Exercise instructions =
[1] In the post about the co-authorship graph query, copy the part that begins at the words "Closed fnielsen closed" and stop after "wdt:P1269+) wd:Q11085 .", putting "Alzheimer's disease" in place of "Parkinson's disease".
[2] According to the post about the co-authorship graph query, what happens when the modified query runs in the current version?
[3] Write the next part of the post about the co-authorship graph query, picking up where it stops.

Text for analysis =
********

Closed fnielsen closed 4 years ago
For some topics like Parkinson's disease, the graph now stalls completely.
I tried to curb that by modifying the query such that it only exposes the most salient co-authorship connections, but in the current version, this times out:
#defaultView:Graph
SELECT ?author1 ?author1Label ?rgb ?author2 ?author2Label
WITH {
# Find works with the topic
SELECT ?work WHERE {
?work wdt:P921 / (wdt:P31* / wdt:P279* | wdt:P361+ | wdt:P1269+) wd:Q11085 .
}
} AS %works
WITH {
# Limit the number of authors
SELECT (COUNT(?work) AS ?count1) ?author1 WHERE {
INCLUDE %works
?work wdt:P50 ?author1 .
}
GROUP BY ?author1
ORDER BY DESC(?count1)

********

Given information =
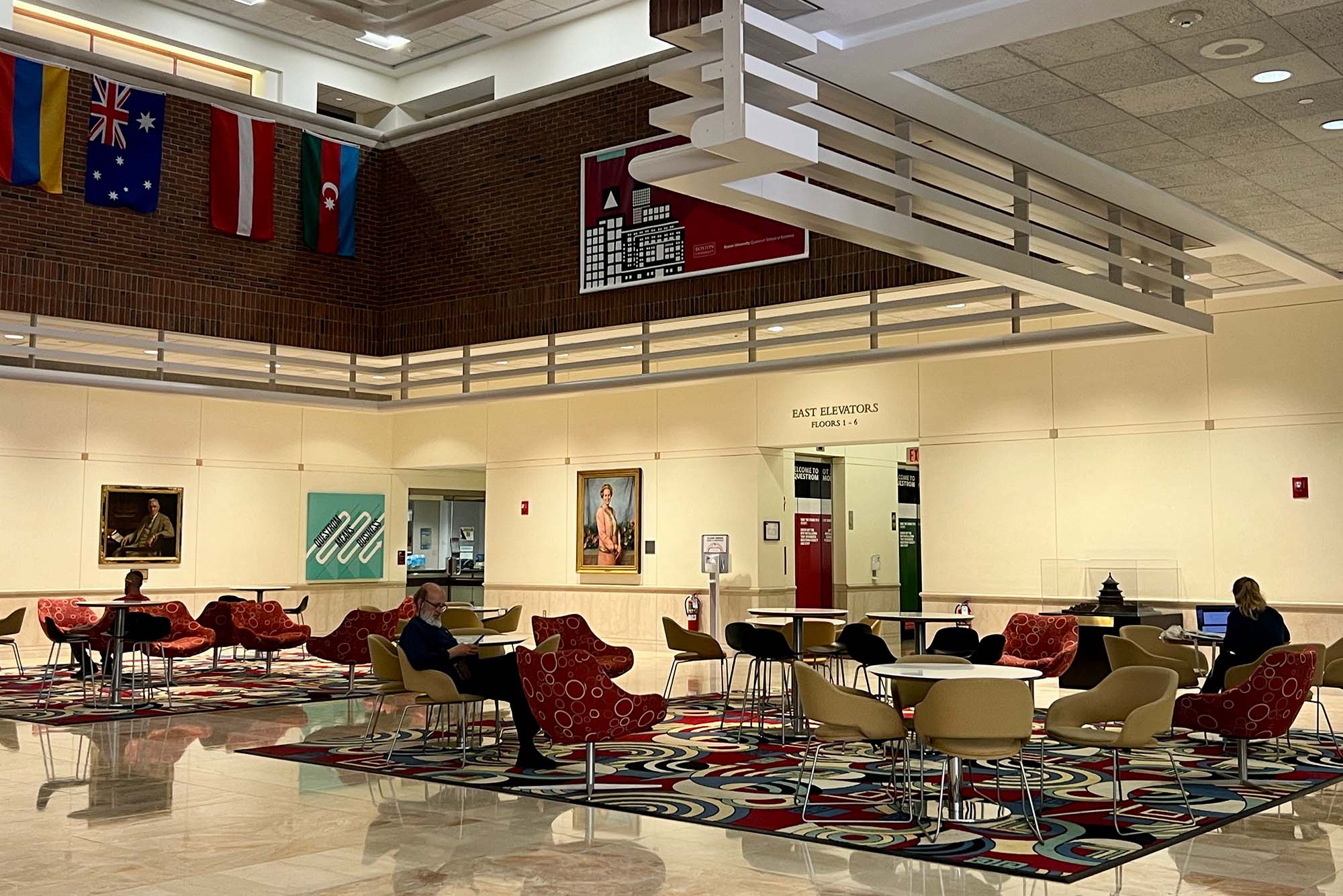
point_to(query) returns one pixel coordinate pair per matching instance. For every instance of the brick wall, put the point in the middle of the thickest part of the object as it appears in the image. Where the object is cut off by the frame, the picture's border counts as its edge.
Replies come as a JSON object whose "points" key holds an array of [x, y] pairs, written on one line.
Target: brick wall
{"points": [[171, 270], [483, 235]]}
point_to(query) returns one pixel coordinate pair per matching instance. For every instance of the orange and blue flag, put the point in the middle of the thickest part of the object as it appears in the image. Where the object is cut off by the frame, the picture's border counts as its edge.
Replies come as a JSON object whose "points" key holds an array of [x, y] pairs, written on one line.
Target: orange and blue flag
{"points": [[33, 122]]}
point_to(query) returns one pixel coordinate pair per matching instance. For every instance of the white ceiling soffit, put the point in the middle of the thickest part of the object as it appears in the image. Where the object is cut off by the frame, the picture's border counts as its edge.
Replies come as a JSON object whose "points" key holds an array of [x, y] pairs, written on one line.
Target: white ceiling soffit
{"points": [[773, 141], [860, 42]]}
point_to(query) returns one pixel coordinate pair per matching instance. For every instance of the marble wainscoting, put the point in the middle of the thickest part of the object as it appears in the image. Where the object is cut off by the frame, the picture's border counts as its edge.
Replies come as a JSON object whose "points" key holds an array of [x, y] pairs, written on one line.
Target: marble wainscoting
{"points": [[1317, 623], [327, 607], [631, 616]]}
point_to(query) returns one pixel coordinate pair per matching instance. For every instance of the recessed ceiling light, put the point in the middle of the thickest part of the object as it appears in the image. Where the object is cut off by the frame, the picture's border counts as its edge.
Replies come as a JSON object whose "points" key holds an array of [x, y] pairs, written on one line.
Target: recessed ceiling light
{"points": [[383, 42], [1187, 17], [1271, 77]]}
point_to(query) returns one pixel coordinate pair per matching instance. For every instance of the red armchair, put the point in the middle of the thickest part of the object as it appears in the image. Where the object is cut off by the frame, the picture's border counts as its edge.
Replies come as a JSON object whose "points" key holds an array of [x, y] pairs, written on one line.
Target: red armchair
{"points": [[187, 636], [575, 635], [1263, 707], [575, 702], [218, 617], [349, 643], [1046, 643], [267, 628]]}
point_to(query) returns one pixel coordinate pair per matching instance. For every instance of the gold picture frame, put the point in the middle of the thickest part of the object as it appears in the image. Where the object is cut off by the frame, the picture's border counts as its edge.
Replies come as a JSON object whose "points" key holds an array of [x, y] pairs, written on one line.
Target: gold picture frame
{"points": [[131, 530], [600, 532]]}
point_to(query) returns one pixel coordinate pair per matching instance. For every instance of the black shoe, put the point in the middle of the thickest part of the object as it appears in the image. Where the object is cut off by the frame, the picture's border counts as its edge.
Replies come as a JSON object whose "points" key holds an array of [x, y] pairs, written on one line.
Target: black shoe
{"points": [[537, 761]]}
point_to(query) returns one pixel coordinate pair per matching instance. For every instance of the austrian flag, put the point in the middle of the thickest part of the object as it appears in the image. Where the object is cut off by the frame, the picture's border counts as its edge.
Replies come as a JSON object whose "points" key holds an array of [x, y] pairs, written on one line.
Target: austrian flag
{"points": [[331, 172], [242, 175]]}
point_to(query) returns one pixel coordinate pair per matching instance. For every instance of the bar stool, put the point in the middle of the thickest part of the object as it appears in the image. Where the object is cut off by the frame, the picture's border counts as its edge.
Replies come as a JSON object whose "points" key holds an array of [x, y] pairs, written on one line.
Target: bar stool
{"points": [[49, 675]]}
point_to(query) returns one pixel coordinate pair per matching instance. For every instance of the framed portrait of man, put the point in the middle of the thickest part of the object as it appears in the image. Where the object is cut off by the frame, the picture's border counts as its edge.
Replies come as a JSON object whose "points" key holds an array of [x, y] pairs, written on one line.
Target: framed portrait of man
{"points": [[140, 525], [609, 521]]}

********

Written responses =
[1]
Closed fnielsen closed 4 years ago
For some topics like Alzheimer's disease, the graph now stalls completely.
I tried to curb that by modifying the query such that it only exposes the most salient co-authorship connections, but in the current version, this times out:
#defaultView:Graph
SELECT ?author1 ?author1Label ?rgb ?author2 ?author2Label
WITH {
# Find works with the topic
SELECT ?work WHERE {
?work wdt:P921 / (wdt:P31* / wdt:P279* | wdt:P361+ | wdt:P1269+) wd:Q11085 .

[2] It times out.

[3]
LIMIT 10
} AS %authors1
WITH {
# Limit the number of authors
SELECT (COUNT(?work) AS ?count2) ?author2 WHERE {
INCLUDE %works
INCLUDE %authors1
?work wdt:P50 ?author1 , ?author2 .
FILTER (?author1 != ?author2)
}
GROUP BY ?author2
ORDER BY DESC(?count2)
LIMIT 10
} AS %authors2
WHERE {
INCLUDE %works
INCLUDE %authors1
INCLUDE %authors2
OPTIONAL { ?author1 wdt:P21 ?gender1 . }
BIND( IF(?gender1 = wd:Q6581097, "3182BD", "E6550D") AS ?rgb)
SERVICE wikibase:label {
bd:serviceParam wikibase:language "en,fr,de,ru,es,zh,jp".
}
}
I slightly modified the above query (mainly dropping the INCLUDE %works
line), and it now seems to work also for busy topics. I played with the LIMITs a bit and think the combination 25 for author1 and 250 for author2 works fine.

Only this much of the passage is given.